(Stored items from a collection)
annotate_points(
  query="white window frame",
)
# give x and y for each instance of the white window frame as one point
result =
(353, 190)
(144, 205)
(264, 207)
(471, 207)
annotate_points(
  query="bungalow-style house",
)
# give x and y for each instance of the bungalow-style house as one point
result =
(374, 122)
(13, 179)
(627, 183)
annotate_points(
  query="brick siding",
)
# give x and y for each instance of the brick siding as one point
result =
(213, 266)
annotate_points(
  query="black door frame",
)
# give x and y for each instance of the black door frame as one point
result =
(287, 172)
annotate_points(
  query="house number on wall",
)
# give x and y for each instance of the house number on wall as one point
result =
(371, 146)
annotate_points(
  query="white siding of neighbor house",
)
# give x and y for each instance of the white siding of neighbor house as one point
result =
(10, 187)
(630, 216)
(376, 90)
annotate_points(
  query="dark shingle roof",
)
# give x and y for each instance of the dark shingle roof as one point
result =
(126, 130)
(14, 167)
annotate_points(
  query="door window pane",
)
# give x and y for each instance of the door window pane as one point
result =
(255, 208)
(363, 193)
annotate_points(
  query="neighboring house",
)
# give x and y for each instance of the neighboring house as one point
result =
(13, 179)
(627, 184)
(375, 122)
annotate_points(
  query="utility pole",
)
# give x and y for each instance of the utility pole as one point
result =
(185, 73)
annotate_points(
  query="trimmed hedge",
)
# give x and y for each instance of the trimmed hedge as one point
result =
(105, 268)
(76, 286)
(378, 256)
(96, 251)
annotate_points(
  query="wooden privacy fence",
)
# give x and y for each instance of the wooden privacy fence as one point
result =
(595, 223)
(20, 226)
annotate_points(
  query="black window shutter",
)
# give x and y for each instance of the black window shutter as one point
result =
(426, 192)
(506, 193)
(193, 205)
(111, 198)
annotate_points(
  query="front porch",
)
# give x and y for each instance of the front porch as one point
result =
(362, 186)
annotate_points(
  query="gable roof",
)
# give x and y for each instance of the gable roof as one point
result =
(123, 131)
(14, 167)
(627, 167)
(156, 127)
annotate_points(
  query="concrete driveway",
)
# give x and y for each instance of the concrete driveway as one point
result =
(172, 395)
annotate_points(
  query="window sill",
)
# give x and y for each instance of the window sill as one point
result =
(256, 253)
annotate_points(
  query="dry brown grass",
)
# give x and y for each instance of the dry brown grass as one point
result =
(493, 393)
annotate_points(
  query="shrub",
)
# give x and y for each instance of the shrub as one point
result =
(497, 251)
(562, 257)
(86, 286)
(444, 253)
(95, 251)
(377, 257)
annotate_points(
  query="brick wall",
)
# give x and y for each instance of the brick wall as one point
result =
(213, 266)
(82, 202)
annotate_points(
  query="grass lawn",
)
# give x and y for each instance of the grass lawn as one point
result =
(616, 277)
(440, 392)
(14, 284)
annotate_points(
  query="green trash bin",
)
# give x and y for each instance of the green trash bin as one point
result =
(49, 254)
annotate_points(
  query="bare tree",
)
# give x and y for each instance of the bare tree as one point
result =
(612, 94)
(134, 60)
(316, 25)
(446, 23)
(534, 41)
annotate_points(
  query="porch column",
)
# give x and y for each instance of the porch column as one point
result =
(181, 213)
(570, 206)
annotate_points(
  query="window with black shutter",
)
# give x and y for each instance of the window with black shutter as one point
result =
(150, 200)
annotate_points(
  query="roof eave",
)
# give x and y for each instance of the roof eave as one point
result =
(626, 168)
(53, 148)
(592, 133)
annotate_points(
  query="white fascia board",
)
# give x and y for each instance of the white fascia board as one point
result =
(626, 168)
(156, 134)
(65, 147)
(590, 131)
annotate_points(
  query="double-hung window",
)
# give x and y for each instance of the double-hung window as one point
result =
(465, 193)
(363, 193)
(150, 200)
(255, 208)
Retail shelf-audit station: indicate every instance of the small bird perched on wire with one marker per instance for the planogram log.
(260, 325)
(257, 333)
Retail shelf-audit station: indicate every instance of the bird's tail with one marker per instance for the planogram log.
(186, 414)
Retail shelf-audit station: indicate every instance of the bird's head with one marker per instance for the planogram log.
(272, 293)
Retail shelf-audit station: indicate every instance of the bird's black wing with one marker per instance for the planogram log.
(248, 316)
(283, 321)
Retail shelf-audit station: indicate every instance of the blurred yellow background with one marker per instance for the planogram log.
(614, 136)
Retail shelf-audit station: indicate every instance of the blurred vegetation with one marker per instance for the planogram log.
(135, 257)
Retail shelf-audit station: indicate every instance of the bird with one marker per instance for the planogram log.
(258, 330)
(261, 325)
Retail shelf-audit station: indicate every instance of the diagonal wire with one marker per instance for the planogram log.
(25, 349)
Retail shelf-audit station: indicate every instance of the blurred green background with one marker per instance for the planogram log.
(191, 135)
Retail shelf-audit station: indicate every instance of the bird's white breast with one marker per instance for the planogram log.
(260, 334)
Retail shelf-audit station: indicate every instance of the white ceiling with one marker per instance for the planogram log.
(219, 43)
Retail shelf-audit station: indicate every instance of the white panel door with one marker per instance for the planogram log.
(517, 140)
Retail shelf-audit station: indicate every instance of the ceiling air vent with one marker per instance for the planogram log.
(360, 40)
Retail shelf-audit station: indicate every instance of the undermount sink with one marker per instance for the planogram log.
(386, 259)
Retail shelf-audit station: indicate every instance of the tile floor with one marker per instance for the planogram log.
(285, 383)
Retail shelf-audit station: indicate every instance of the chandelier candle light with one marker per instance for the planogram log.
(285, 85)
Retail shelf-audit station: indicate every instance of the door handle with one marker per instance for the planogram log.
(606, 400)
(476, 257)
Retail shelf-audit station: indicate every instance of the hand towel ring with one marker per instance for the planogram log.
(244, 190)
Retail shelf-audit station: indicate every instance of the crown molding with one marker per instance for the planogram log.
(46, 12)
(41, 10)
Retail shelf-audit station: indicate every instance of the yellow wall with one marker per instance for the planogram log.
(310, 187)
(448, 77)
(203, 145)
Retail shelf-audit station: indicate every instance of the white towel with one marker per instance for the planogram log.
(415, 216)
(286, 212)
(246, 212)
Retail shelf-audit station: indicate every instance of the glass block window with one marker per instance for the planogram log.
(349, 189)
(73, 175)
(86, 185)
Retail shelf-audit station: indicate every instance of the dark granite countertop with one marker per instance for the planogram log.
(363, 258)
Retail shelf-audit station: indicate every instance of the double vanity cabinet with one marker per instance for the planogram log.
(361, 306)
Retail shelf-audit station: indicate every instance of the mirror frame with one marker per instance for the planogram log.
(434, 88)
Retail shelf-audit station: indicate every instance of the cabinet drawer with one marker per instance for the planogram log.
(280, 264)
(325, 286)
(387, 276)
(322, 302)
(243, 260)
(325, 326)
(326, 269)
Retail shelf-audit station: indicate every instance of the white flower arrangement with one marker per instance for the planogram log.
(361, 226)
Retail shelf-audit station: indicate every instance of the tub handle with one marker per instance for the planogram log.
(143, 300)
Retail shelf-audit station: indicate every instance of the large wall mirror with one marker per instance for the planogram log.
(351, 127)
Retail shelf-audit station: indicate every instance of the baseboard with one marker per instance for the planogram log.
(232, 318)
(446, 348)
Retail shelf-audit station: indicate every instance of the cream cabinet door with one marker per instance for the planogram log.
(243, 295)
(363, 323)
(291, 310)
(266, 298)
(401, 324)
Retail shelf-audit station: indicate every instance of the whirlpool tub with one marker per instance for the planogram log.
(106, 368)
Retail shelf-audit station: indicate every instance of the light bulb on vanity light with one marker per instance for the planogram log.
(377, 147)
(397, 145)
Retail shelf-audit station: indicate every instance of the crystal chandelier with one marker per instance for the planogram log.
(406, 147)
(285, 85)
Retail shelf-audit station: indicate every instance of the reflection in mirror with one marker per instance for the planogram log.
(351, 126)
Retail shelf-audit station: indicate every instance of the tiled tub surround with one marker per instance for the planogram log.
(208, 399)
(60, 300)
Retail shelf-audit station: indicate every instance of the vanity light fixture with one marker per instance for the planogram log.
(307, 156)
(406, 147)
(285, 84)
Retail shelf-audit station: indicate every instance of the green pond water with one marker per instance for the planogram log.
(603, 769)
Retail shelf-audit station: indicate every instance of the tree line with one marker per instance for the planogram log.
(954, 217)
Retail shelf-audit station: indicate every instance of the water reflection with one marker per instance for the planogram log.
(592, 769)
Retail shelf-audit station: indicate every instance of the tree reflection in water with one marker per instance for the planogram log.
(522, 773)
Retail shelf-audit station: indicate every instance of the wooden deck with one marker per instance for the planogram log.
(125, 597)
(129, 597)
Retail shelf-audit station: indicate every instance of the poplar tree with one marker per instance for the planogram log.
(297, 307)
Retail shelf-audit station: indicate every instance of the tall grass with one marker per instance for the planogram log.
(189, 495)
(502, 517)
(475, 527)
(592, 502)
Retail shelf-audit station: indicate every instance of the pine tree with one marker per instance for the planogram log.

▶ Required work: Please give back, exactly as it stands above, the stretch from the line with "# give x and y for each instance of the dark" through the line with "# give x and y for each instance of the utility", and no line outside it.

▶ Reply to the task:
# give x and y for each instance of the dark shingle roof as one point
result =
(126, 130)
(14, 167)
annotate_points(
  query="door window pane",
)
# give x and y for each instance of the door window pane as one point
result =
(255, 208)
(363, 193)
annotate_points(
  query="neighboring house",
)
# give x and y for each instance of the neighboring house as one point
result =
(13, 179)
(627, 184)
(375, 122)
annotate_points(
  query="utility pole",
)
# give x and y for each instance of the utility pole as one point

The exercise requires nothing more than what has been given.